Document extract —
# # # #
# Latest Drawings :)



## JessXxX (Oct 30, 2009)

Here's a new drawing and also a WIP I've been drawing traditionally a lot recently  I'm really enjoying it even more than digital work suprisingly!

Sorry about the quality of the pictures my camera isn't the best.

Cutejessica11 on deviantART

That one is of Apollo a dressage stallion I work with he llooveellyy, and so well behaved! Nothing like people picture stallions he's ridden in the school with mares and behaves perfectly!


And the Wip is of Totillas a famous dressage stallion who is just stunning!











So let me know what you think! Critique is always welcome


----------



## lilruffian (Jun 28, 2010)

It's looking fantastic! Keep up with the progress pics!


----------



## JessXxX (Oct 30, 2009)

Thank you! I definitely will! Your artwork is amazing by the way I hope one day to be as good as you! (Or even half as good would suit me haha)


----------



## tinyliny (Oct 31, 2009)

I suppose you are using grid paper to help you lay out the image porportionally. I still see a very nice drawing and wish it were on quality paper. Your time and talent are worth quality paper.

The image is very nicely laid out, but the photo is not in clear enough focus for me to make any comment in detail.


----------



## JessXxX (Oct 30, 2009)

This is actually done in my sketchbook I drew the grid out haha I use a grid because I'm still not too good with proportions and for complicated drawings like this one (It's my first one with a horse and rider) It helps  But yes it's drawn on 135g A4 sketching paper not sure what type it is. Thank you!


----------



## Spirit Lifter (Apr 23, 2012)

Wow! :shock::shock: Awesome!


----------



## JessXxX (Oct 30, 2009)

@SpritLifter: Thank you!

Heres a better quality close up image which will hopefully be better for critique


----------



## Skyseternalangel (Jul 23, 2011)

It's beautiful! Very realistic, good dark shading and highlights when needed.

Only thing I don't like is that the horse is behind the bit, and doesn't look very happy. It's like pre-Rollkur which isn't too nice to look at let alone experience if one were the horse. 

:/

But you have such talent!


----------



## JessXxX (Oct 30, 2009)
# # # #
What this exercise asks —
**1.** Answer these questions about the forum thread.
(a) Which famous dressage stallion is the subject of the WIP?
(b) On what weight and size of sketching paper is the drawing done?
(c) According to Skyseternalangel, where is the horse in relation to the bit?
**2.** Retype the part of the forum thread between "This is actually" and "is. Thank you!", inclusive.

Dataset extract —
# # # #
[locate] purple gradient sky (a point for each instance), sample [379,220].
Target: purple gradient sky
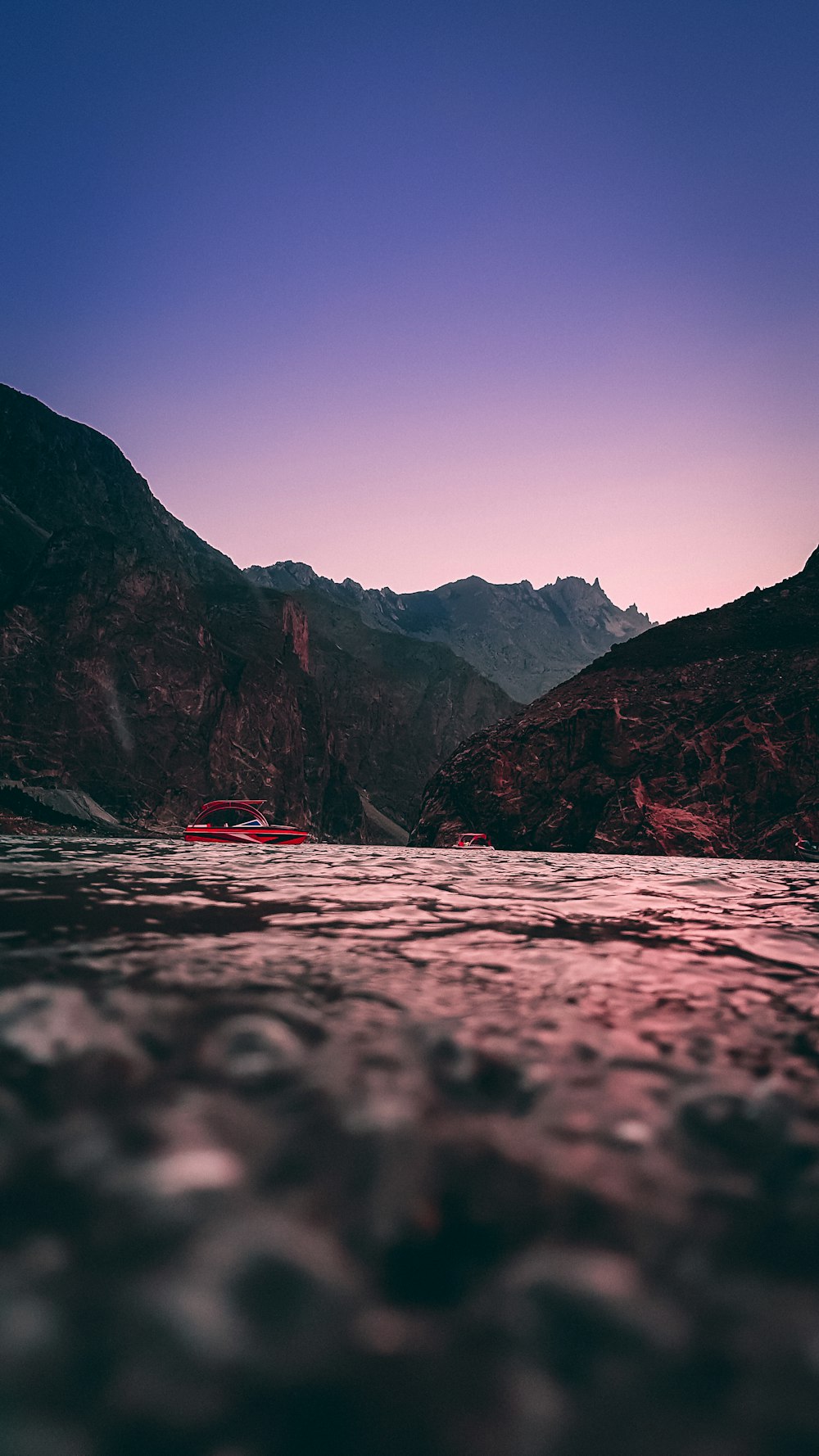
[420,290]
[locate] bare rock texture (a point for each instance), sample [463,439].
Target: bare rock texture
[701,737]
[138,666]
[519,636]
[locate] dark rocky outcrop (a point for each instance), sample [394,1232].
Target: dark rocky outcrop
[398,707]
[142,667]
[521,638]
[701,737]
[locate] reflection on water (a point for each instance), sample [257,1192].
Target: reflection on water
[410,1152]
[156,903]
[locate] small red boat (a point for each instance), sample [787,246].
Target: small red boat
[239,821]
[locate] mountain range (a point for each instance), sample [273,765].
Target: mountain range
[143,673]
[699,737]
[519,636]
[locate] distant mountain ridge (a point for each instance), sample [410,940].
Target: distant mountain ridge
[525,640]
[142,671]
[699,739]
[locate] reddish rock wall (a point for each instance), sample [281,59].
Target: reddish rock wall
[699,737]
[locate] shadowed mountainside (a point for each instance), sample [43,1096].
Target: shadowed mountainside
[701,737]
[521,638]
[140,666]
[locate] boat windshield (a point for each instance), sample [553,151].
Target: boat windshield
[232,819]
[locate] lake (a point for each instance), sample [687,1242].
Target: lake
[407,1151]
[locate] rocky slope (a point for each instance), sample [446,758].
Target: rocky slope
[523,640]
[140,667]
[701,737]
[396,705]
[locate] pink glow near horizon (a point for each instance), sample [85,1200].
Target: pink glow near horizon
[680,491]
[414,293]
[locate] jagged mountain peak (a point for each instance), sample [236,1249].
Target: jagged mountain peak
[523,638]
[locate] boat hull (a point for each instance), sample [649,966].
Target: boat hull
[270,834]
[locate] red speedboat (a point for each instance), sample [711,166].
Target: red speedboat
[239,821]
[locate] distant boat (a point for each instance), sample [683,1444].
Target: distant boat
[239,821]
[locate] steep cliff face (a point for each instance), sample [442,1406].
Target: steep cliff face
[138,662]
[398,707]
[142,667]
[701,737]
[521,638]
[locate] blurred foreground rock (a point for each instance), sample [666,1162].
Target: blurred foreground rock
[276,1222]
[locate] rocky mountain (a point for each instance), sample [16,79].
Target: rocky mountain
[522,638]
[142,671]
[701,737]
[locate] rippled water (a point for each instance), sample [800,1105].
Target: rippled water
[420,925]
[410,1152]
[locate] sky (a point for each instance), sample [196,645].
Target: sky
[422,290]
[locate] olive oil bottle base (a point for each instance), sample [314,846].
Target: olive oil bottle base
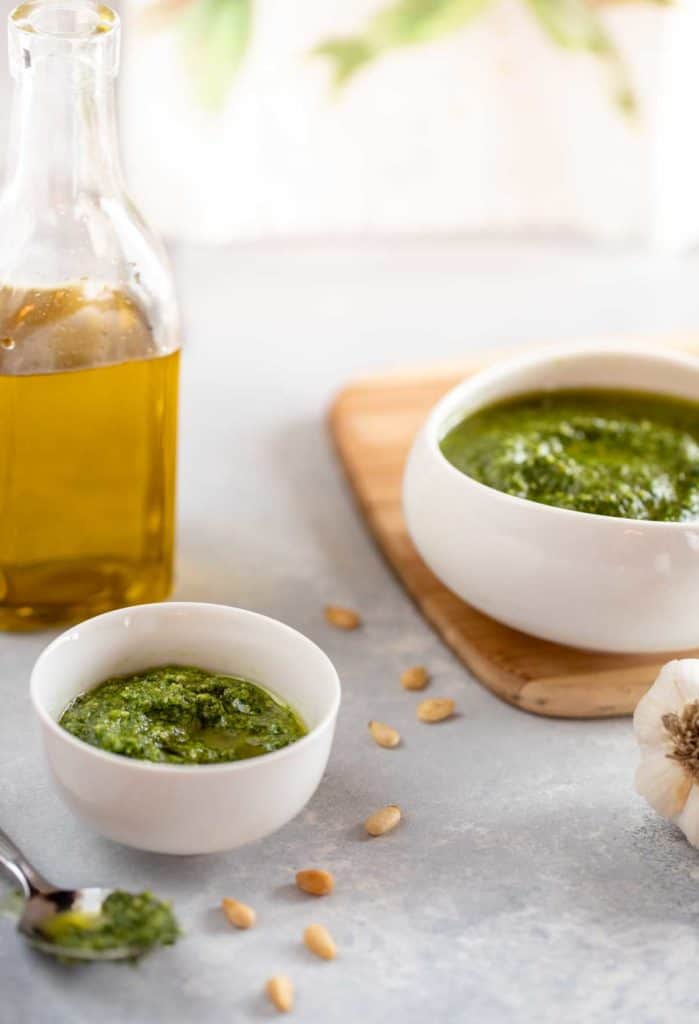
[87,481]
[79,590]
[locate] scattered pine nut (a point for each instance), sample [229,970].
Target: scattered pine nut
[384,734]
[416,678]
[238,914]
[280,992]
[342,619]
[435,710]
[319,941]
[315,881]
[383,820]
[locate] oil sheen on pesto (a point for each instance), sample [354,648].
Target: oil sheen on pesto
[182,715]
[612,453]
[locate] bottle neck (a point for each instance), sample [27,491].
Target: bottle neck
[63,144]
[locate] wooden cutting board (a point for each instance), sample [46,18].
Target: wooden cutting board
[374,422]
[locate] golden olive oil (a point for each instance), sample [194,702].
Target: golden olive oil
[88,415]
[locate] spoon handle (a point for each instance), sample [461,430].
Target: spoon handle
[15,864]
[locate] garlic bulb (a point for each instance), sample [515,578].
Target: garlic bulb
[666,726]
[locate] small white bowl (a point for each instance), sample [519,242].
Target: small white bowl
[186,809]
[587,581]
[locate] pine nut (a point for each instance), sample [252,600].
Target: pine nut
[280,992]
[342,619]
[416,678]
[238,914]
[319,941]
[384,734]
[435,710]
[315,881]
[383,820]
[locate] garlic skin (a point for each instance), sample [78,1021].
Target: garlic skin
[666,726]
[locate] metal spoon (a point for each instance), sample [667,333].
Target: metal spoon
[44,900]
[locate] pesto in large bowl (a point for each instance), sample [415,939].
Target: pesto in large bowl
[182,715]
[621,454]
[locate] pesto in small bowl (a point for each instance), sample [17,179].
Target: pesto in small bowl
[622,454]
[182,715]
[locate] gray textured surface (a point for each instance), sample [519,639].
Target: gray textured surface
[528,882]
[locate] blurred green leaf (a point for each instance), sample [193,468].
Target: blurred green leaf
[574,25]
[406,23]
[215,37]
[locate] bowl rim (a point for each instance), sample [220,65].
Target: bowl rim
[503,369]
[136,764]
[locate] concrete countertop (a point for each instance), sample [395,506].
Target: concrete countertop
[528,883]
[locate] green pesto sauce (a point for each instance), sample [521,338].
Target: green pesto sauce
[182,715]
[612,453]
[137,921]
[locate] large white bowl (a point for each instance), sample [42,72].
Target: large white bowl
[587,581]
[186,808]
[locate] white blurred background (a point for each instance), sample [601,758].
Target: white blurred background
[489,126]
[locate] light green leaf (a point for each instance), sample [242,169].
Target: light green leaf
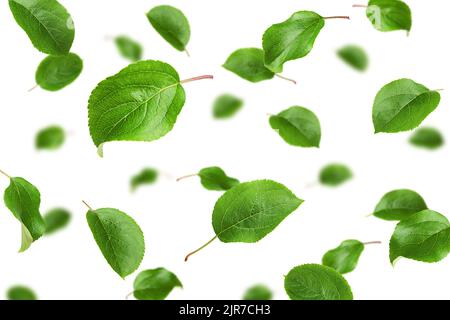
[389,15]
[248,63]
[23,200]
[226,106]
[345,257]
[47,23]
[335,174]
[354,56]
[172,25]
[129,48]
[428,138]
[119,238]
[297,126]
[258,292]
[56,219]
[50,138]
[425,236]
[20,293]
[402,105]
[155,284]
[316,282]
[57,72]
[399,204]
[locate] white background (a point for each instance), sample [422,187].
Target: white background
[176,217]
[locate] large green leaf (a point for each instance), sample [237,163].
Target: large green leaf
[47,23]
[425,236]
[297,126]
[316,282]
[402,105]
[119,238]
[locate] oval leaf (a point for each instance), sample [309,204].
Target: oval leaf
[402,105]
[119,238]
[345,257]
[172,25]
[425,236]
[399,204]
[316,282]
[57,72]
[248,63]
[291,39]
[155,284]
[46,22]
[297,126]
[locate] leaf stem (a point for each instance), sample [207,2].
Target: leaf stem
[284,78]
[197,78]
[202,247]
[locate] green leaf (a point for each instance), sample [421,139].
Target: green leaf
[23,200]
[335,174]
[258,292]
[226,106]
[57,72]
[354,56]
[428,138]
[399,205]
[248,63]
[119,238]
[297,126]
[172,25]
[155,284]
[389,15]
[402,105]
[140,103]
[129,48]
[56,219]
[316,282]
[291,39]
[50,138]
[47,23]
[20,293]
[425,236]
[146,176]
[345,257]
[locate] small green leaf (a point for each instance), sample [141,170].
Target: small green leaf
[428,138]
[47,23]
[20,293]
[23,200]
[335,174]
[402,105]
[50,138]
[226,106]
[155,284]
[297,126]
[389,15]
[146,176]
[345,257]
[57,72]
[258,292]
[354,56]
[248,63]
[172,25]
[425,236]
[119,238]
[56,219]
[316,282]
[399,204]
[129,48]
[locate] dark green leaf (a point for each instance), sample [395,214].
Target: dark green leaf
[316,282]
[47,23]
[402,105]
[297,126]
# # # #
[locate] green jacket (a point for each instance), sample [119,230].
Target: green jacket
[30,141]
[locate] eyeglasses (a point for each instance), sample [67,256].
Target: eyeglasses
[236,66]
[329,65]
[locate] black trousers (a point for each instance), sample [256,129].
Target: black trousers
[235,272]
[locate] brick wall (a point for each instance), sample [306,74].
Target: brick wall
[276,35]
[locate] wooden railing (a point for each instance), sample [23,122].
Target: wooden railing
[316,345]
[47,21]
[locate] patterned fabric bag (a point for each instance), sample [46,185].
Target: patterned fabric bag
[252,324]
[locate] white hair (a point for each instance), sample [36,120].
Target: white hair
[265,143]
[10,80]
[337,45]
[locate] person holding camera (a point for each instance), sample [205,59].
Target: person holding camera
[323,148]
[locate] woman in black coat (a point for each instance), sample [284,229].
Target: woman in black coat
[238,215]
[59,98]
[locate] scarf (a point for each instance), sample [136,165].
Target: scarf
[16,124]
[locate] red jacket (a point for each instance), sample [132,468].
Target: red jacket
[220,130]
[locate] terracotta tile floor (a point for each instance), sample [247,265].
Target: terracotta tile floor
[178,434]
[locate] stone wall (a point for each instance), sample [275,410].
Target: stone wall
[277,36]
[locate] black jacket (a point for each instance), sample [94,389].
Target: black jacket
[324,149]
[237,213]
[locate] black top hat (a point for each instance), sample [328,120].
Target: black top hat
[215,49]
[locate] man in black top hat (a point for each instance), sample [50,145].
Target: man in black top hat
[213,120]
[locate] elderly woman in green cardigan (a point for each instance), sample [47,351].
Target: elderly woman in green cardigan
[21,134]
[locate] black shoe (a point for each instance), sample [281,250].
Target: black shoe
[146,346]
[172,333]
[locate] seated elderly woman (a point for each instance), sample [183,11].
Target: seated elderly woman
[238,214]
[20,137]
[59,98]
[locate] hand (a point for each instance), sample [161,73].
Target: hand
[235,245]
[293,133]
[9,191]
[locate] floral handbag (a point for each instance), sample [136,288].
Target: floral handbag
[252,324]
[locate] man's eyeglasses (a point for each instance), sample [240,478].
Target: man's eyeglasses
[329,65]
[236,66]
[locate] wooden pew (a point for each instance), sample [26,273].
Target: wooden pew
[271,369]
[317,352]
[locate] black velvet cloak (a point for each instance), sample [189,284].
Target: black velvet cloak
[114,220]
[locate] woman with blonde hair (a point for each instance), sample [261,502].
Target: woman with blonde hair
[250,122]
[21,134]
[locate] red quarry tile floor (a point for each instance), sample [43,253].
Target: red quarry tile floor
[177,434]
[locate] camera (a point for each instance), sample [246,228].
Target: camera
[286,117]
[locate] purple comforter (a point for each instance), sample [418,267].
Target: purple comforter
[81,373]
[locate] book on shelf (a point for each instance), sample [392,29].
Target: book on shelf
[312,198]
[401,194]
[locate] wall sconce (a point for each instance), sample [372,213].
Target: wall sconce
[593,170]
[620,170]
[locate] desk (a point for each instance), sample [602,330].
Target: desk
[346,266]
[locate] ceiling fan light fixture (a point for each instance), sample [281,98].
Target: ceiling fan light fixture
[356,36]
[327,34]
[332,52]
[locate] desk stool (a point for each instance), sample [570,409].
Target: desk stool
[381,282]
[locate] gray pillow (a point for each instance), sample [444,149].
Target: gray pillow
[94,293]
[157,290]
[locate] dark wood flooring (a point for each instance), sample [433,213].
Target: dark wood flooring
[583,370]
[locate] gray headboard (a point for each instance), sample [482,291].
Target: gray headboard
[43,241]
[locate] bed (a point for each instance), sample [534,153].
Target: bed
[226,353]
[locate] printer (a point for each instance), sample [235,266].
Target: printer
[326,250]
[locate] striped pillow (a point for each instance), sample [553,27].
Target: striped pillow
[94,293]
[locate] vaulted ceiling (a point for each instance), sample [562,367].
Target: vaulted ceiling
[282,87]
# # # #
Outputs in order —
**1.**
(a) Totillas
(b) 135g A4
(c) Behind the bit

**2.**
This is actually done in my sketchbook I drew the grid out haha I use a grid because I'm still not too good with proportions and for complicated drawings like this one (It's my first one with a horse and rider) It helps  But yes it's drawn on 135g A4 sketching paper not sure what type it is. Thank you!